The problem -
Name every person mentioned by name in the article below about hearing-aid research.

Grant aids development of better data for affordable hearing aids

| Author: Eric Baerren | Media Contact: Aaron Mills

Sarah Grinn will measure a lot of ears over the next five years in hopes of helping people hear better.

Grinn, a faculty member of Central Michigan University’s communication sciences and disorders department, is gathering data on the size and shape of the outer ear to improve the programming and safety of hearing aids.

Hearing aids are programmed using two measurements, Grinn said. One measurement is from the inner ear (the sensitive hearing organ that responds during a hearing test), and one measurement is from the outer ear (the part a doctor can look inside of, which funnels and amplifies sound into the inner ear). Doctors of Audiology (Au.D.) use inner and outer ear measurements to precisely program hearing aid amplification for patients.

While the inner ear measurement could be completed with an online hearing test (some are accurate, some are not) or by the newest Apple iPhone hearing test feature (sometimes accurate, sometimes not), the outer ear measurement requires clinical training and equipment that only audiologists have. However, the $4,000-$7,000 price tag of your typical prescription hearing aid is high enough to cause some people to seek more budget-friendly alternatives.

Over-the-counter hearing aids ($300-$600) are a cheaper option, but they are pre-programmed with a one-size-fits-all approach to the outer ear measurement, which is based on the size and shape of the average adult male ear. For male and female ears of any other size and shape than the “average adult male,” this approach can lead to a mismatch in the amplification the patient needs to hear accurately by avoiding under-amplification and hear safely by avoiding over-amplification.

Grinn’s research intends to fix that discrepancy by establishing outer ear size and shape averages for male and female adults of all body sizes.

Right now, her research team is measuring the ears of 300 adults in six different height categories. They hope to wrap up this research within a year, after which her team will begin measurements on children’s ears.

That’s when the research will get more challenging.

Record excerpts -
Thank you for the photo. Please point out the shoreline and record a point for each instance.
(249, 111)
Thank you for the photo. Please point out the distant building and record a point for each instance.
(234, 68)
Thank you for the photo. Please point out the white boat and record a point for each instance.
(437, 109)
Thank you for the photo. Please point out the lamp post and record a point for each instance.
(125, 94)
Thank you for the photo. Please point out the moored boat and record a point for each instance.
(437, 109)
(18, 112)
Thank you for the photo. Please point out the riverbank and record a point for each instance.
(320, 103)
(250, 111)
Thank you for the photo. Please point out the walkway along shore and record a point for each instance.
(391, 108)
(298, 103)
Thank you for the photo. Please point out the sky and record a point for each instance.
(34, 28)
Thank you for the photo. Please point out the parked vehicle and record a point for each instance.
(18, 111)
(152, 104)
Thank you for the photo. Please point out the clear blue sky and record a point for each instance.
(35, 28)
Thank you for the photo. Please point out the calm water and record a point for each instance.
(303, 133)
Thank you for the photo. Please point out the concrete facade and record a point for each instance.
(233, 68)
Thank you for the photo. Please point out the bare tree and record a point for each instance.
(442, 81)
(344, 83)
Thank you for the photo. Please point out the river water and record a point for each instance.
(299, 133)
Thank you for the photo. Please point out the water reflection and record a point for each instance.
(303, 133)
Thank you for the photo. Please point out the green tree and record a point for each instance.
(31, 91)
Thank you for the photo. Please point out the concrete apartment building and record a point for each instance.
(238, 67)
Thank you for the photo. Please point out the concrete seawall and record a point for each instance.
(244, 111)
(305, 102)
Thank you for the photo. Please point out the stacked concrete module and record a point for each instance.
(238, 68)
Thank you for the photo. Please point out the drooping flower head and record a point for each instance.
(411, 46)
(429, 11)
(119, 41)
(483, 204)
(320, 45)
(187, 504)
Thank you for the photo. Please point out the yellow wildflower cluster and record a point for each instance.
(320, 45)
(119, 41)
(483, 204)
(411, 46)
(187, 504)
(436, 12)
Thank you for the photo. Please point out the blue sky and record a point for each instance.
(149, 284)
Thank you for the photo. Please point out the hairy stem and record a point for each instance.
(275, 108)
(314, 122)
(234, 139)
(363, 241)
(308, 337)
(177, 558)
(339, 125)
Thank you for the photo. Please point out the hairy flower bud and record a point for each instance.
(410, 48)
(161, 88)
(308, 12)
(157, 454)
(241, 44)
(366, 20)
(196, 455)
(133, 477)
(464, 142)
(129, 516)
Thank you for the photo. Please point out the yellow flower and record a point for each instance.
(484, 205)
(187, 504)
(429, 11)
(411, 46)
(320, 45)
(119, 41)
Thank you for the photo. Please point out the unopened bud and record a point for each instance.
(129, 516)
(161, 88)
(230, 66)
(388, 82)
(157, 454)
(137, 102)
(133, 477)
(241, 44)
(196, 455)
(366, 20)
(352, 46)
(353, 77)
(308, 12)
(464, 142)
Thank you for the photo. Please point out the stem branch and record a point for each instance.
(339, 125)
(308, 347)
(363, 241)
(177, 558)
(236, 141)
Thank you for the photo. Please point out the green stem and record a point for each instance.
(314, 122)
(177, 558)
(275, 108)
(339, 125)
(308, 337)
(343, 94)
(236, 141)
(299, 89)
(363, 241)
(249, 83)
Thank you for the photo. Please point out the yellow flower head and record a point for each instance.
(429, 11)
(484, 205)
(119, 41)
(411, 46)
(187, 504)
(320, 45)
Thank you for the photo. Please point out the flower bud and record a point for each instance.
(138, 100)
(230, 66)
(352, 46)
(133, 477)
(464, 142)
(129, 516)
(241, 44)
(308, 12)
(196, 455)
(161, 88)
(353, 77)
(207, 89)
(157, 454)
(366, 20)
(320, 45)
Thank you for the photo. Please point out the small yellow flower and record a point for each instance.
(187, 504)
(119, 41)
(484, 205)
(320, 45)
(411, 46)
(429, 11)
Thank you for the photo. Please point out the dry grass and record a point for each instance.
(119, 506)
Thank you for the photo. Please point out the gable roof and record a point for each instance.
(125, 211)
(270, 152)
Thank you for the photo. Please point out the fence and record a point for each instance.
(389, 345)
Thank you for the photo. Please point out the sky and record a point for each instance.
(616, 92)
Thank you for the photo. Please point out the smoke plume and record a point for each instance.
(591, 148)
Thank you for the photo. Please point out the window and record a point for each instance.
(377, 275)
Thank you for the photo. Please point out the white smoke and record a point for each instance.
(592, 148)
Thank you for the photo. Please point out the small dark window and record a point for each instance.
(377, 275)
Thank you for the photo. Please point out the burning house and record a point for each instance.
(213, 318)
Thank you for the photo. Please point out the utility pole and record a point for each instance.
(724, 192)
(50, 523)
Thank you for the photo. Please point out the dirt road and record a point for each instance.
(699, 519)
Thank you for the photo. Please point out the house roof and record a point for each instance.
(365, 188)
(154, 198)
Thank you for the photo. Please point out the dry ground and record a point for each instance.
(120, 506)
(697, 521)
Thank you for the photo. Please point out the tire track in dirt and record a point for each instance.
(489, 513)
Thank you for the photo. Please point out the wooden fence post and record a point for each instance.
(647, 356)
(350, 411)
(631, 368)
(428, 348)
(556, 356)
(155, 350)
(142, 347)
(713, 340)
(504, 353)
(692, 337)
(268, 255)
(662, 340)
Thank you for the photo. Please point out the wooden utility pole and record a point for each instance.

Written response -
Eric Baerren, Aaron Mills, Sarah Grinn